START DOCUMENT SEGMENT

I will be the first one to admit I'm a cry baby and not that strong of a person, or so I thought. I was a spoiled child growing up, and now married to the most amazing man that is continuing the spoiling. After I had Mason, I was a mess and struggled with severe post partum depression. So, when I got pregnant with Kaden I was worried it would come back. How would I deal with the sleep less nights and demands of a newborn again?? Would I lie in bed a cry like I did with Mason?? Would my mom and Basil have to do everything for Kaden the first month like they did for Mason?? Thank goodness my "mommy genes" kicked it into high gear with Kaden and things went so smoothly. His delivery was great, he was a great nurser, and a champ sleeper. I was finally feeling like I had a grip on this whole motherhood thing and was feeling like a super mom with two kids. We were all clean, fed and happy, what more can you want.

END DOCUMENT SEGMENT
START RAW DATA

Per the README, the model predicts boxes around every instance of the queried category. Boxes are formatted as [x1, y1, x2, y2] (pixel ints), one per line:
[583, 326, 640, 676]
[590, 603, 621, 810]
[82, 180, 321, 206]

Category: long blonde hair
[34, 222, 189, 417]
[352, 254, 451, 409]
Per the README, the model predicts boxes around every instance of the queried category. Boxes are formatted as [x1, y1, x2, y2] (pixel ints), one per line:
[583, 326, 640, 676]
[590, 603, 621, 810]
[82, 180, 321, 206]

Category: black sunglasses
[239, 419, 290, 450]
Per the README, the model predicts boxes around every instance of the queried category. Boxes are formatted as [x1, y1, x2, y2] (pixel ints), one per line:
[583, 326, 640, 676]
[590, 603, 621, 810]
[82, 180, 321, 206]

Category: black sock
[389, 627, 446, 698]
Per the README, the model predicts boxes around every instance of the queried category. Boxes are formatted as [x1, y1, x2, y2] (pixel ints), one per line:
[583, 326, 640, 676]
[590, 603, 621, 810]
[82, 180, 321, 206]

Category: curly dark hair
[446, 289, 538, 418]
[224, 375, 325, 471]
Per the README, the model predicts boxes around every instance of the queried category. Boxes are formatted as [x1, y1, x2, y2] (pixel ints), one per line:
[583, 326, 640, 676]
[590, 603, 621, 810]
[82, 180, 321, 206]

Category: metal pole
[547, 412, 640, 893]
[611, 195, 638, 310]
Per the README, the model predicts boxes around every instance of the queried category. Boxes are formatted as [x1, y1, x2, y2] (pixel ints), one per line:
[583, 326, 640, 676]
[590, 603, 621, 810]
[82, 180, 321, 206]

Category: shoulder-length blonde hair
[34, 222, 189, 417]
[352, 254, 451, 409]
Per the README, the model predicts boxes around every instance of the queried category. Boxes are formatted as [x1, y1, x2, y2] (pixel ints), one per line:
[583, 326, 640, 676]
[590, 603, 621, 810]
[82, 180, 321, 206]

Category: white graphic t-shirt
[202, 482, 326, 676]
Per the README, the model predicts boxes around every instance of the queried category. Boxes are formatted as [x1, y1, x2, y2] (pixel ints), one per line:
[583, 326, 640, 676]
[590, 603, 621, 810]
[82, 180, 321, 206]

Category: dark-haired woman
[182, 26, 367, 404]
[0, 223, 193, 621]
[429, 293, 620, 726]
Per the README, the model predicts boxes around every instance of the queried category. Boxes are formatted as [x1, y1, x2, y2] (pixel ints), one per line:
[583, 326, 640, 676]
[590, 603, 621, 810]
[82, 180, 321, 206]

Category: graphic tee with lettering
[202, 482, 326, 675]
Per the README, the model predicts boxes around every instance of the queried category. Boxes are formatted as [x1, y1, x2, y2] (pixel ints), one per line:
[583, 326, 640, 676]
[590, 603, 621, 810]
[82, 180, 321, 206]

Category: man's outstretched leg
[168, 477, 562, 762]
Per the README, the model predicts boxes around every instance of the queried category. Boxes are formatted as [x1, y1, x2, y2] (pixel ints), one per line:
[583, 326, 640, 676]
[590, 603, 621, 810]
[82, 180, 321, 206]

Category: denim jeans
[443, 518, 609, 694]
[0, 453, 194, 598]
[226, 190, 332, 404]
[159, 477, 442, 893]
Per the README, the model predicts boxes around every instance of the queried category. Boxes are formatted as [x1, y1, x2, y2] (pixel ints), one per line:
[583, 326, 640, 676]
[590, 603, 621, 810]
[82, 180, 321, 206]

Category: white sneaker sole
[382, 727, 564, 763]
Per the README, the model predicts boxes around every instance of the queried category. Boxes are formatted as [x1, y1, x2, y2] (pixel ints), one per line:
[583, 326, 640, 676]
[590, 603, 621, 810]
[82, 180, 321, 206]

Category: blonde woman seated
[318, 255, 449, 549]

END RAW DATA

• _QUESTIONS ON THE MATERIAL_
1) Decide whether each statement below agrees with the post about postpartum depression and motherhood. For each one, answer yes or no and quote the words from the post that decide it.

(a) The writer struggled with severe postpartum depression after Mason was born.
(b) Kaden had trouble nursing.
(c) The writer describes herself as having been a spoiled child.
2) Pick up the post about postpartum depression and motherhood where it stops, and keep writing it.

• _ANSWERS BELOW_
1)
(a) Yes: "After I had Mason, I was a mess and struggled with severe post partum depression."
(b) No: "he was a great nurser, and a champ sleeper."
(c) Yes: "I was a spoiled child growing up"

2)
After Kaden's diagnoses, my world came crashing down. I would look at my perfect baby and cry, there is nothing wrong with him, how could there be?? I would cry everytime I had to pump which was three time a day. Why can't I just nurse him, isn't breastmilk the best thing for a newborn?? What the he** is this medically altered formula I'm giving him and what the he** is it made from?? And of course my head was filled with questions of, why me? Did I do something wrong? Did I not take the right vitamins or eat something I shouldn't have?? I needed an excuse to blame myself.
Then one day, when Kaden was around 1year old, I woke up with amazing inner strength. I knew I could do this and handle this with Basil at my side. I don't want to cry anymore over this (yet I know I will from time to time, I'm a girl). I now have the strength to over come anything that gets in the way of Kaden having a normal life. I now know why Kaden was given to me, to help me find my inner strength and confidence. I'm now one of those crazy obsessive moms that will drive an hour to buy one ingredient and stay up all night cooking things for Kaden. I know I can find a way for him to eat like everyone else and will help him fit in as much as possible. I will because I'm his mom!!!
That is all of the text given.